## Directions
Reproduce each of the following lines word for word, from the first to the last.

:: Data supplied ::

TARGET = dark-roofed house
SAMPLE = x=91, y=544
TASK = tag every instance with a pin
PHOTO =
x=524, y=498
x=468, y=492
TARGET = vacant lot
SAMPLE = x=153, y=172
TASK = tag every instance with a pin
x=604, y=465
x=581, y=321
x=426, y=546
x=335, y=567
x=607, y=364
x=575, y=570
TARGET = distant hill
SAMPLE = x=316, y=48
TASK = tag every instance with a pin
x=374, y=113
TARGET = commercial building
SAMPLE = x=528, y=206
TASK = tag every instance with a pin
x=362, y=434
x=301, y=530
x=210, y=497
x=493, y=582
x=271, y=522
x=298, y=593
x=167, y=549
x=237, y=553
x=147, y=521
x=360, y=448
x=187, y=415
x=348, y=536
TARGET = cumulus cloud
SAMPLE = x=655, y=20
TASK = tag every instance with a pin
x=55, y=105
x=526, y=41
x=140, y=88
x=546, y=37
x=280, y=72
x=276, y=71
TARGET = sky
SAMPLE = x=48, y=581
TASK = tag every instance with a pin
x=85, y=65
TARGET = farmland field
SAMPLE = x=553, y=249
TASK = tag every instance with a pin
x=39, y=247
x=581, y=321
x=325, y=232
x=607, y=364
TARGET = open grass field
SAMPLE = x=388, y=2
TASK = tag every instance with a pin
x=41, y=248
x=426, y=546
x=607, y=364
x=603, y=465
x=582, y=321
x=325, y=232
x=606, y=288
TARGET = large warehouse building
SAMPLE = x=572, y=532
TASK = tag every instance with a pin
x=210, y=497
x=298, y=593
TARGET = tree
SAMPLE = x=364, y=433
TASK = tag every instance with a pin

:::

## Correct output
TARGET = dark-roofed house
SAMPLE = x=91, y=544
TASK = tag every instance with a pin
PHOTO =
x=524, y=498
x=468, y=492
TARGET = vacant lot
SAMPLE = x=153, y=172
TASK = tag every instance with a pin
x=604, y=465
x=581, y=321
x=426, y=546
x=335, y=567
x=607, y=364
x=575, y=570
TARGET = distant hill
SAMPLE = x=316, y=48
TASK = tag every instance with a pin
x=374, y=113
TARGET = commercial building
SAMPLE = x=528, y=206
TASK = tag every instance with a pin
x=362, y=434
x=301, y=530
x=210, y=497
x=493, y=582
x=271, y=522
x=298, y=593
x=167, y=549
x=237, y=553
x=147, y=521
x=360, y=448
x=187, y=415
x=348, y=536
TARGET = cumulus cloud
SAMPLE = x=655, y=20
TASK = tag every instance with a pin
x=55, y=105
x=526, y=41
x=140, y=88
x=546, y=37
x=280, y=72
x=276, y=71
TARGET = sky
SAMPLE = x=48, y=581
TASK = tag every instance with a pin
x=85, y=65
TARGET = farmland field
SAMPLE = x=553, y=249
TASK = tag every instance with a pin
x=39, y=247
x=581, y=321
x=325, y=232
x=607, y=364
TARGET = open grass field
SAMPLE = x=388, y=2
TASK = tag every instance with a pin
x=41, y=248
x=426, y=546
x=607, y=364
x=603, y=465
x=582, y=321
x=325, y=232
x=606, y=288
TARGET = large warehouse building
SAMPLE = x=572, y=532
TASK = tag every instance with a pin
x=210, y=497
x=298, y=593
TARGET = tree
SAMPLE = x=364, y=433
TASK = tag every instance with a pin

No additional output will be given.